TO BE DONE:
1 > According to the density lesson plan, roughly how many students should be in each working group?
2 > Return the part of the density lesson plan starting at "This lesson explores" and ending at "examine different amounts of the same material.".
3 > Carry the density lesson plan forward from its last sentence.

QUOTED PASSAGE:
━━━━━━━━━━━━━━━━━━━━

Density Curriculum

Section 2—Lesson 3: What Patterns Can Be Found Between Mass, Volume, and Density?

Lesson Plan

Materials

Prep Step

Analyze Thinking

Step 1: Finding the Relationship between the Mass and Volume of Pure Substances

Remind the students that they have been looking at how two objects with the same volume can have different mass and that they have been developing models to help explain what is going on. The concept of density was introduced in the previous two lessons.

This lesson explores what happens with the density when you have different amounts of the same material. In previous lessons, we investigated what happened when we had the same amounts of different materials. Now we will examine different amounts of the same material.

Divide the class into working groups of approximately four students. Give each group of students one of the set of five or six samples of one pure substance (copper, aluminum, or steel, for instance). Ask them to make some observations about the volume and felt weight (in lieu of mass since they are not using the balance yet) of the samples. Ask them to make some predictions about the density of the samples.

Have them choose two of the samples and draw models of each showing what they think they would see if they had microscopic eyes as they did in lesson one. Circulate while students are working to gather a sense of their ideas.

Explore Outcomes

Step 2: Finding the Relationship Between Mass and Volume of Pure Substances

Explain to your students that they are going to explore the relationship between mass and volume for the various samples. First, they need to find out the mass and volume of each sample. Remind your students how to find the mass of a sample using the pan balance and gram masses (see related Sidebar: Finding the Mass of an Object - PDF 159 KB). Remind them how they can find the volume of regular and irregular objects (see related Sidebar: Finding the Volume of an Object - PDF 162 KB).

Pass out the sheet, Finding and Graphing Mass and Volume of Pure Substances. Have the students measure the mass and volume of various samples of a pure substance and plot their results on a graph.

After the students have done one sample of the substance, have them work on a second sample by trading with another group that has a different sample of the same substance (see Example of Graphing the Densities of Copper and Aluminum - PDF 170 KB and Examples of Graphing the Densities of Brass and Aluminum - PDF 343 KB).

━━━━━━━━━━━━━━━━━━━━

INFORMATION SHOWN:
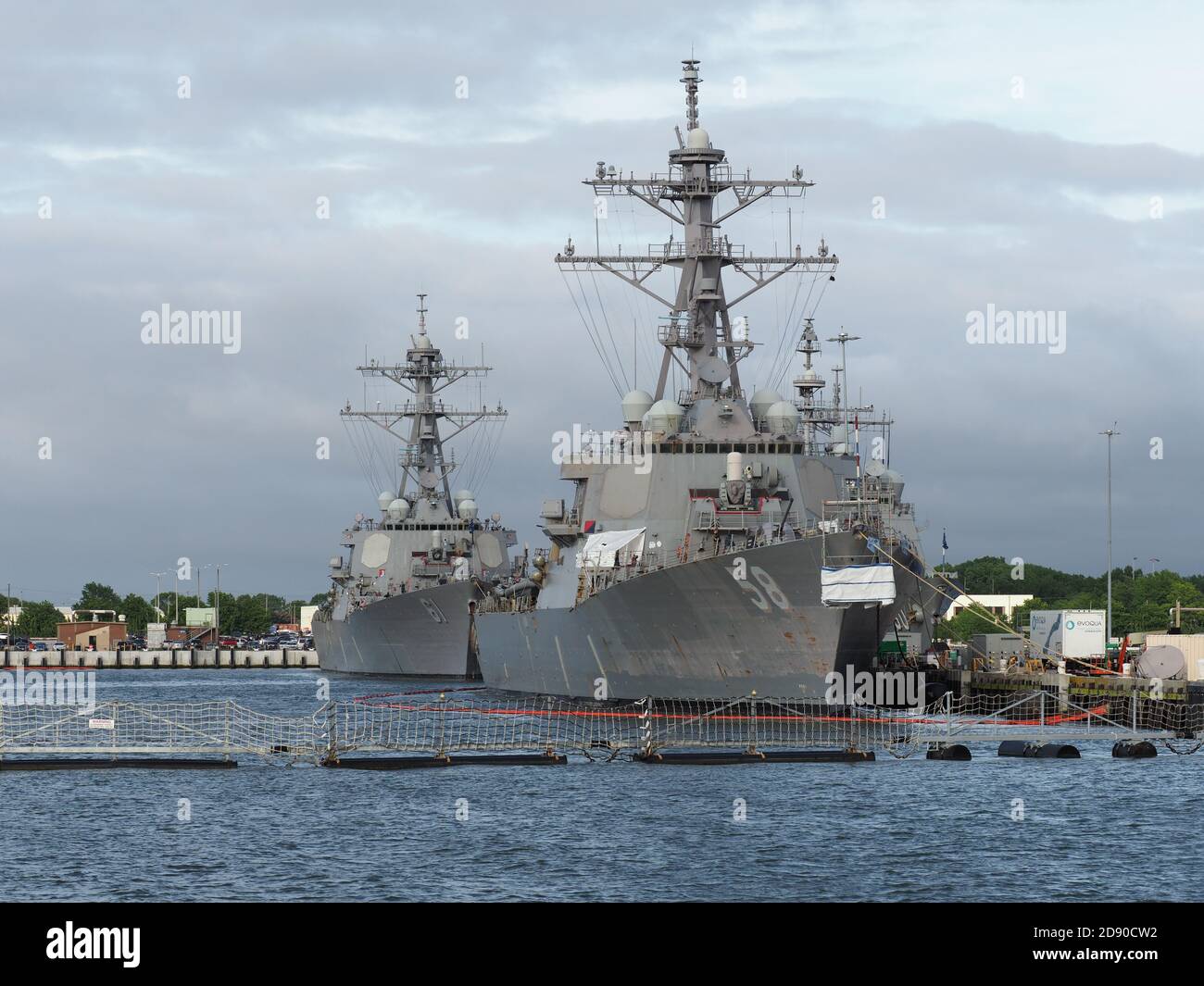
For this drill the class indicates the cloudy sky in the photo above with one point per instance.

━━━━━━━━━━━━━━━━━━━━

OUTPUTS:
1 > Approximately four students.

2 >
This lesson explores what happens with the density when you have different amounts of the same material. In previous lessons, we investigated what happened when we had the same amounts of different materials. Now we will examine different amounts of the same material.

3 >
Step 3: Analyzing the Patterns Between Mass and Volume

Have the students plot their data points on a class chart (either drawn on paper or a transparency of the graph sheet) for the materials they have measured. What patterns do they notice?

After each group has plotted their examples, ask the students what they have learned. Write their ideas on the board and ask what conclusions can be drawn. Ask them to interpret directly from the graph. What big messages does this activity tell them about density?

The students should notice that the relationship between mass and volume is constant for a pure substance under standard conditions. The graph should show a straight line. This is the graphic equivalent of saying that the relationship is constant and also the "pattern."

This relationship can be calculated and expressed as a number, and we will use mathematical formulas to represent the relationship and to calculate densities in the next lesson.

CHECKING IN

Ask the students to stop for a few moments and ask themselves the following questions:

1) Am I PUSHING my thinking to explore the concepts deeply? (If a concept is hard, am I not giving up but trying to think it through?)

2) Am I thinking carefully about what my classmates are saying?

3) Am I working "minds-on"—actively thinking about the patterns—instead of just letting my classmates answer?

Explore Causality

Step 4: Introducing Relational Causality

The graph that the students created shows that there is a relationship between the mass and the volume of an object—as one increases, so does the other at a constant rate for each increase for each type of substance. Density is defined by the relationship between mass and volume. It involves thinking about Relational Causality—the idea that something is caused or defined by a relationship—instead of the simpler idea that one thing causes or defines another thing.

Explain to your students that they are going to look at a social example to help them think about Relational Causality. Say, "Two girls, Sarah and Abby, can be sisters, but neither girl alone is the 'cause' of being sisters. It is the relationship between the two that 'causes' them to be sisters."

"You can make comparisons about the relationship. For example, you can say that one sister is older and one is younger but it only makes sense in terms of the relationship, in comparison to each other. So you can see that it if one thing changes so does the outcome."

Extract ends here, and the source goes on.